Goal –
Rewrite the data below with "Mark that spot" replaced by "Indicate that spot" everywhere it occurs, leaving everything else unchanged.

Data entries –
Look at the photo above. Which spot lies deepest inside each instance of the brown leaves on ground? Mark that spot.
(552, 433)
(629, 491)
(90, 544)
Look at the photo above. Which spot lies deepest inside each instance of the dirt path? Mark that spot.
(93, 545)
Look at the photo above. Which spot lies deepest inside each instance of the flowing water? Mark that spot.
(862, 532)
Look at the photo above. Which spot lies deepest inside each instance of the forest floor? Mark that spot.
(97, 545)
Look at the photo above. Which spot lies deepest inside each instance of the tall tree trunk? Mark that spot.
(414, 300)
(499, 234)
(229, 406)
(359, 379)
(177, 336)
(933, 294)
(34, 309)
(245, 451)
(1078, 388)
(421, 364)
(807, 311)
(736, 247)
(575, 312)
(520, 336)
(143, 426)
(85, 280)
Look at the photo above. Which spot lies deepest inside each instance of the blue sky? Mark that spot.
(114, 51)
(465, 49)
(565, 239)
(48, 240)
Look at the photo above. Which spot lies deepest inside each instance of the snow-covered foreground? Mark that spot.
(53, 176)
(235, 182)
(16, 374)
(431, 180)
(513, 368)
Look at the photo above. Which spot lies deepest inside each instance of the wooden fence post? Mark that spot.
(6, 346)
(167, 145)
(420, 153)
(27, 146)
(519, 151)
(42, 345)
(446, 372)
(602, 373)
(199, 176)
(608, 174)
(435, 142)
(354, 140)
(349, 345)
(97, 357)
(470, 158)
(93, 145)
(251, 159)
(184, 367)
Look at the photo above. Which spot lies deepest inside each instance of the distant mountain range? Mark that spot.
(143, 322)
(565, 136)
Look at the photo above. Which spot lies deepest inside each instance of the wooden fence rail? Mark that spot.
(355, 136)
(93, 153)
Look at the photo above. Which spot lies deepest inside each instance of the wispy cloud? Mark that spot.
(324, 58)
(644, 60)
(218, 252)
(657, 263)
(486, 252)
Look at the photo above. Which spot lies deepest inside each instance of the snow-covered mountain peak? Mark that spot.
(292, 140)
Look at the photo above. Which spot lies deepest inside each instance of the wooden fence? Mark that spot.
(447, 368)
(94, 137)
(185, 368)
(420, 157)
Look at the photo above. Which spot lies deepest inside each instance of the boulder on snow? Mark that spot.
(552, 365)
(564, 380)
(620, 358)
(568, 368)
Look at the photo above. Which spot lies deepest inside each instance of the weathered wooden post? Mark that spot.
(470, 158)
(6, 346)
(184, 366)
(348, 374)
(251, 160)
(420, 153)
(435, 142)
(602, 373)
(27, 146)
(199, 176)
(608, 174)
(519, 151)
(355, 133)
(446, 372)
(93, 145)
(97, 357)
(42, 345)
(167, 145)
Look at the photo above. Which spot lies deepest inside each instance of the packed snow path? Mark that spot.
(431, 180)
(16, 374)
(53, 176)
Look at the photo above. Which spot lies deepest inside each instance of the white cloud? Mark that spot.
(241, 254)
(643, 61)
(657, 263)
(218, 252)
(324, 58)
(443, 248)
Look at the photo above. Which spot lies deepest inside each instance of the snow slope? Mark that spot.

Correct answer –
Look at the photo above. Which spot lies deepest inside each instance of the brown leaves on ground? Indicate that spot.
(552, 433)
(629, 491)
(90, 544)
Look at the photo above. Which spot lies deepest inside each instance of the dirt path? Indicate that spot.
(93, 545)
Look at the photo above. Which spot lies deepest inside each instance of the flowing water? Indicate that spot.
(862, 532)
Look at the photo above. Which spot lies deepest inside each instance of the forest floor? Indicate that spot.
(97, 545)
Look at the photo above. Which spot lies deepest inside each instance of the tall tree trunk? Indicate that spot.
(414, 300)
(499, 234)
(229, 406)
(359, 379)
(177, 336)
(933, 294)
(34, 309)
(245, 451)
(1078, 388)
(421, 364)
(807, 311)
(736, 247)
(575, 312)
(520, 336)
(143, 426)
(85, 280)
Look at the photo above. Which spot lies deepest inside each instance of the blue sky? Indicate that spot.
(114, 51)
(465, 49)
(565, 239)
(48, 240)
Look at the photo above. Which spot lies deepest inside each instance of the snow-covered foreground? Indicate that spot.
(53, 176)
(235, 182)
(16, 374)
(431, 180)
(513, 368)
Look at the photo above. Which spot lies deepest inside each instance of the wooden fence post? Indicate that spot.
(6, 346)
(167, 145)
(420, 153)
(27, 146)
(519, 151)
(42, 345)
(446, 372)
(602, 373)
(199, 176)
(608, 174)
(435, 142)
(354, 140)
(349, 345)
(97, 357)
(470, 158)
(93, 145)
(251, 159)
(184, 367)
Look at the photo above. Which spot lies deepest inside each instance of the distant mountain range? Indicate that spot.
(143, 322)
(565, 136)
Look at the photo above. Which spot lies deepest inside each instance of the wooden fence rail? Indicate that spot.
(355, 136)
(93, 153)
Look at the photo above. Which spot lies deepest inside each instance of the wispy cloud? Indicate that spot.
(324, 58)
(644, 60)
(218, 252)
(657, 263)
(486, 252)
Look at the photo above. Which spot lies deepest inside each instance of the snow-covered mountain peak? Indicate that spot.
(292, 140)
Look at the photo above. Which spot lies deepest inside each instance of the wooden fence? Indicate that spot.
(447, 368)
(94, 137)
(185, 368)
(420, 157)
Look at the photo above. Which spot lies deepest inside each instance of the boulder on snow? Indicate that spot.
(552, 365)
(564, 380)
(620, 358)
(568, 368)
Look at the photo above. Which spot lies deepest inside each instance of the weathered wooden post? Indicate that spot.
(470, 158)
(6, 346)
(184, 366)
(348, 374)
(251, 160)
(420, 153)
(435, 142)
(602, 373)
(27, 146)
(199, 176)
(608, 174)
(519, 151)
(355, 133)
(446, 372)
(93, 145)
(97, 357)
(42, 345)
(167, 145)
Look at the photo above. Which spot lies deepest inside each instance of the packed snow path? Indicate that spot.
(431, 180)
(16, 374)
(53, 176)
Look at the photo above. Which spot lies deepest inside each instance of the white cloud? Indicate that spot.
(241, 254)
(643, 61)
(657, 263)
(218, 252)
(324, 58)
(443, 248)
Look at the photo above. Which spot lies deepest inside each instance of the snow slope? Indicate that spot.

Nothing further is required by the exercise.